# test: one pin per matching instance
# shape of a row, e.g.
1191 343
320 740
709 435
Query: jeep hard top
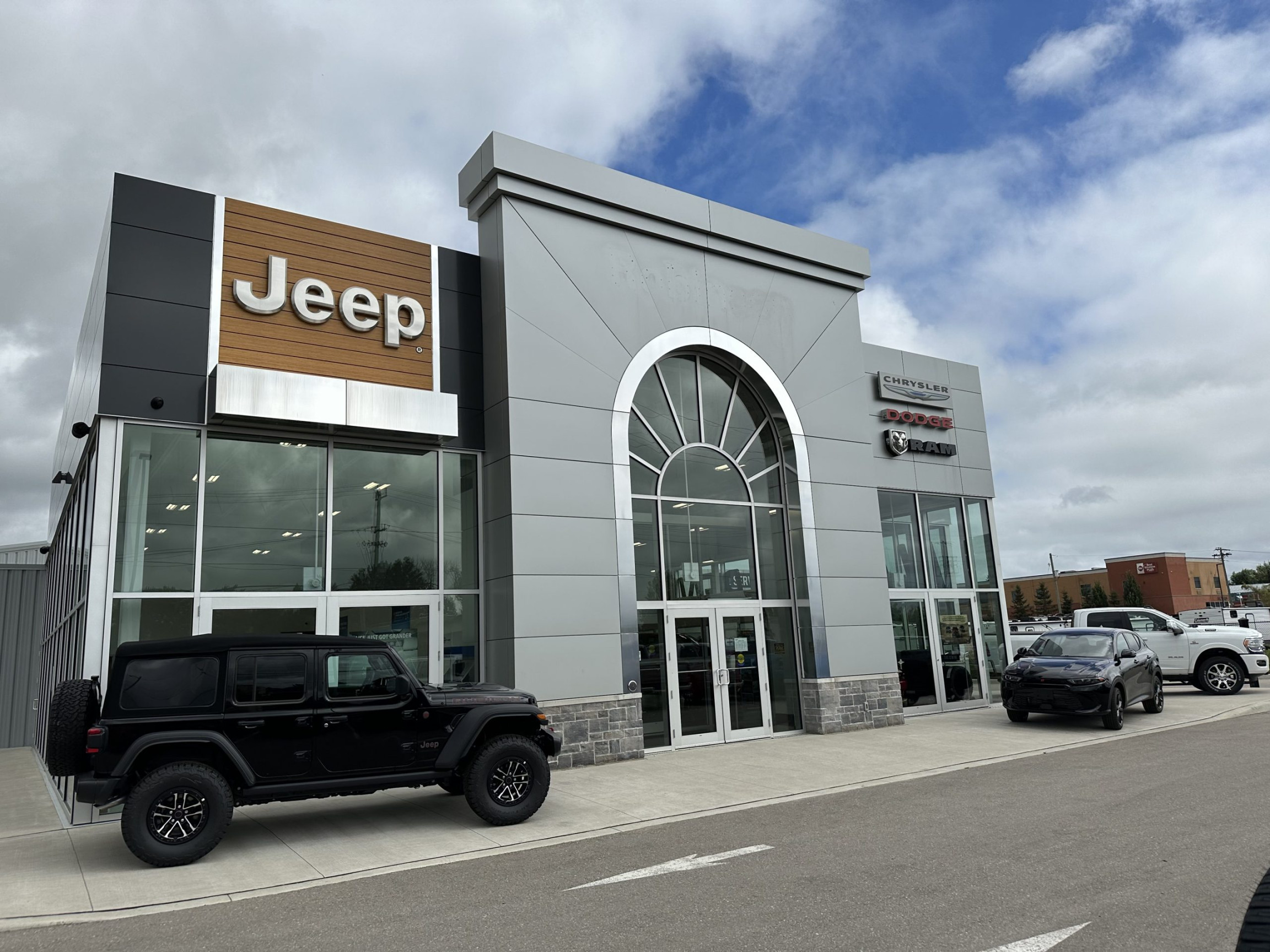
192 728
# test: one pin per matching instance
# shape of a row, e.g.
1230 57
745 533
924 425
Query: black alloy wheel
177 814
1114 719
1221 675
507 781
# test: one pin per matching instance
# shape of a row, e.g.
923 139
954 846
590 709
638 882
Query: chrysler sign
917 391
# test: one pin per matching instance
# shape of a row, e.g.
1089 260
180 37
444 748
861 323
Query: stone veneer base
835 705
598 730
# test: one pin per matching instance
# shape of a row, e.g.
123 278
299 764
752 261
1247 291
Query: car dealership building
633 457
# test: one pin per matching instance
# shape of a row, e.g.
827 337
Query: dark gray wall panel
127 391
155 334
159 266
162 207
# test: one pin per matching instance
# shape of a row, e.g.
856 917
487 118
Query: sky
1072 196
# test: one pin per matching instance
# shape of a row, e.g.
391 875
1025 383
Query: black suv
192 728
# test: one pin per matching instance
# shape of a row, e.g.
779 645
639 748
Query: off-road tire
492 785
190 783
1219 674
1156 702
73 708
1114 719
1255 932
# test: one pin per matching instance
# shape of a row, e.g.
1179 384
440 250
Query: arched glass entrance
709 469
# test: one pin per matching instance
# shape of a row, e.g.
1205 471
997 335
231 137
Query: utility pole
1226 579
1057 593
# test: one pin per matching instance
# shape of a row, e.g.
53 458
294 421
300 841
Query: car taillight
95 740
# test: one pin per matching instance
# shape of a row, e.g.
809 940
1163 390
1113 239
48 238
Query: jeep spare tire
73 708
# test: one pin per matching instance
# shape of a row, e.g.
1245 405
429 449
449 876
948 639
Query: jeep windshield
1076 644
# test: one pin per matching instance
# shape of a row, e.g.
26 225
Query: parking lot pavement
1147 843
308 843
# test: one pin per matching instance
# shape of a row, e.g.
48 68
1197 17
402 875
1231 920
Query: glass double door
939 649
718 675
410 624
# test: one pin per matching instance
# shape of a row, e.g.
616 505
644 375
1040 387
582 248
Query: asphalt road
1154 841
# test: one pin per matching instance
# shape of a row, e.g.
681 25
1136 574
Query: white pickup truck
1219 659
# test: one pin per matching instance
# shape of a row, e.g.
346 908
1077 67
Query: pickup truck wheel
1114 719
177 814
72 711
1221 675
507 781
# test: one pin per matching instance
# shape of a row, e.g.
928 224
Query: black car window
1077 645
169 682
357 674
270 679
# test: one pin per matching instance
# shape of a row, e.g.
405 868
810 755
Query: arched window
708 486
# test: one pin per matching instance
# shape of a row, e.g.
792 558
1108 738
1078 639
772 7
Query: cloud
1067 61
1086 495
361 113
1109 278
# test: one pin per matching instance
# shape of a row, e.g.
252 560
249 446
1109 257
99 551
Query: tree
1020 610
1097 597
1252 577
1064 604
1042 602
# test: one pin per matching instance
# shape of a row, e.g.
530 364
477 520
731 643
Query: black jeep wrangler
192 728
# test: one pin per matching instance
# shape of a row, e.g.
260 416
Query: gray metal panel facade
22 617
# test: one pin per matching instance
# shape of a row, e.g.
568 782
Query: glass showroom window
707 474
384 520
265 523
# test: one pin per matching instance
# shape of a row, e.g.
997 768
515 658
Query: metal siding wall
22 615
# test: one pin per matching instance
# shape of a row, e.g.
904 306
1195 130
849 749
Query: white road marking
681 865
1039 944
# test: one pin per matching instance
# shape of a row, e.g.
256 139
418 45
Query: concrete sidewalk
50 874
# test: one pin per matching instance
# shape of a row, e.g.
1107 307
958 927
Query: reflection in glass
993 641
265 527
696 668
384 520
681 382
900 540
717 385
783 682
701 473
945 542
462 528
461 652
745 687
158 510
709 551
958 653
913 653
263 621
404 628
150 620
772 568
652 673
650 402
981 544
648 577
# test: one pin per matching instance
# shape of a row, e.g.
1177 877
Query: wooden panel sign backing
342 257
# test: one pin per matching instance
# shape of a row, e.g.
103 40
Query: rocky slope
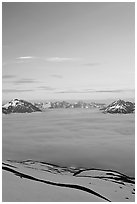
120 106
19 106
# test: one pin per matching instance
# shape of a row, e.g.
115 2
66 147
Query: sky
68 50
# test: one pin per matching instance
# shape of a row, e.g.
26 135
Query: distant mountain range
65 104
21 106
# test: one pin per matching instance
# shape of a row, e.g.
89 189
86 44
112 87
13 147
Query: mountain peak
19 106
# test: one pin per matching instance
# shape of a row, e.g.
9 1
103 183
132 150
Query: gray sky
68 50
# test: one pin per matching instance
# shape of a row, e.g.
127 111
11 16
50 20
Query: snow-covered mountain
19 106
120 106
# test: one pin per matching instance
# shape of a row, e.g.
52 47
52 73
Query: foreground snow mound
38 181
19 106
120 106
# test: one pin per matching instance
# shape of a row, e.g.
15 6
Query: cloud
25 81
48 88
15 90
8 76
60 59
57 76
93 91
92 64
25 57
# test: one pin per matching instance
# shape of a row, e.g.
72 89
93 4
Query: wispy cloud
25 81
16 90
8 76
29 59
56 76
60 59
92 64
48 88
25 57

------------------------------------

## [Task statement]
Write every entry out again exactly, images omitted.

## [Task response]
# test: one pin per matching instance
# shape of a row, e.g.
1191 343
320 740
709 435
Query: jeep hard top
192 728
# test: one pin per matching instance
# shape of a row, e.g.
1230 57
745 533
924 425
Query: black alloy wheel
177 814
1114 719
1221 675
507 781
# test: one pin per matching instance
# shape of a row, e.g.
923 139
954 846
590 709
638 882
Query: chrysler sign
917 391
# test: one pin per matching instance
# shape of a row, e.g.
1089 260
180 37
444 748
861 323
Query: stone veneer base
835 705
598 730
# test: one pin per matching instance
# shape of a row, e.g.
123 278
299 764
752 261
1247 291
Query: car dealership building
633 457
# test: one pin per matching instance
# shape of a row, e.g.
827 337
Query: dark gray wall panel
127 391
155 334
159 266
162 207
# test: one pin per matching instance
# shape of a row, e.g.
856 917
487 118
Query: sky
1072 196
# test: one pin per matching instance
# shape of a row, e.g.
391 875
1025 383
Query: black suv
192 728
# test: one pin per matching instance
# shape of a row, e.g.
779 645
639 748
Query: off-road tire
492 785
190 783
1219 674
1156 702
73 708
1114 719
1255 932
# test: one pin per matching instance
# shape of a row, e.g.
1179 384
440 250
Query: arched glass entrance
709 469
# test: one pin per matching instance
# shape of a row, e.g.
1205 471
997 335
231 137
Query: utility pole
1226 579
1057 593
# test: one pin per matching instance
# shape of a row, e.g.
53 458
294 421
300 841
Query: car taillight
95 740
# test: one pin per matching instance
# shape of a row, e.g.
809 940
1163 390
1113 239
48 238
Query: jeep spare tire
73 708
# test: one pin per matching instance
# shape of a row, e.g.
1245 405
429 449
449 876
948 639
Query: jeep windshield
1076 644
# test: one pin per matching instance
# shape of a row, e.g.
26 225
Query: parking lot pavement
1147 843
308 843
# test: one pin per matching instance
# shape of a row, e.g.
48 68
1197 17
402 875
1231 920
Query: glass double door
939 649
718 675
410 624
# test: one pin per matching instance
# shape of a row, e.g.
616 505
644 375
1040 387
582 248
Query: asphalt road
1154 841
# test: one pin per matching instance
# shape of a row, e.g.
681 25
1136 574
Query: white pickup truck
1219 659
# test: one pin per matching instance
# shape of a row, e.g.
346 908
1077 67
Query: pickup truck wheel
1114 719
177 814
72 711
1221 675
507 781
# test: one pin per matching instance
# shape of a row, e.g.
928 224
Query: black car window
1077 645
169 682
357 674
270 679
# test: one pin per matching instance
# shape of a row, e.g.
405 868
810 755
Query: arched window
708 486
# test: one pin per matching instance
# shape of a row, e.g.
792 558
1108 738
1078 639
772 7
Query: cloud
1067 61
1086 495
361 113
1109 278
# test: one pin per matching instance
# shape of a row, e.g.
252 560
249 446
1109 257
99 551
Query: tree
1020 610
1097 597
1252 577
1064 604
1042 602
# test: one pin per matching instance
# shape of a row, e.g.
530 364
477 520
731 643
Query: black jeep wrangler
192 728
# test: one pin per matching instance
# shape of a row, e.g.
260 416
Query: gray metal panel facade
22 617
# test: one pin per matching instance
# shape of a row, e.g.
568 782
Query: glass showroom window
707 474
384 520
265 523
# test: one pin per matching instance
# shape of a row, e.g.
997 768
515 658
Query: metal siding wall
22 615
# test: one pin per matching instance
# shape of a row, e.g.
904 306
1195 130
849 749
Query: white road marking
681 865
1039 944
# test: one pin per matching instance
# shape of a row, e.g.
256 139
418 45
Query: concrete sidewalk
50 874
# test: one pin per matching instance
# shape of a row, e.g.
1107 307
958 927
Query: reflection in glass
993 641
265 527
696 668
384 520
681 382
900 540
717 385
783 682
701 473
945 542
462 528
461 652
745 687
158 510
709 551
958 653
913 653
263 621
404 628
150 620
772 568
652 673
650 402
981 544
648 577
# test: one pin per matching instance
# shape of a row, e.g.
1177 877
Query: wooden panel sign backing
342 257
# test: one pin per matching instance
# shape of a row, e.g.
103 40
Query: rocky slope
120 106
19 106
# test: one pin per matching instance
# shape of a row, e.g.
115 2
66 147
Query: sky
68 50
# test: one pin per matching instance
# shape of a row, e.g.
26 135
Query: distant mountain range
65 104
21 106
# test: one pin per matching instance
# shape of a row, e.g.
89 189
86 44
112 87
13 147
Query: mountain peak
19 106
# test: one pin per matching instance
# shape of a row, e.g.
9 1
103 183
132 150
Query: gray sky
68 50
# test: one pin per matching instance
# shape of a row, e.g.
127 111
11 16
50 20
Query: snow-covered mountain
19 106
120 106
# test: one pin per matching instance
# shape of a row, e.g.
52 47
52 73
Query: foreground snow mound
38 181
19 106
120 106
# test: one pin per matching instance
# shape of a row, e.g.
15 6
Query: cloud
25 81
48 88
15 90
8 76
60 59
57 76
93 91
92 64
25 57
# test: one pin per matching instance
# shape of a row, e.g.
72 89
93 4
Query: wispy cloud
25 81
16 90
8 76
29 59
56 76
60 59
92 64
48 88
25 57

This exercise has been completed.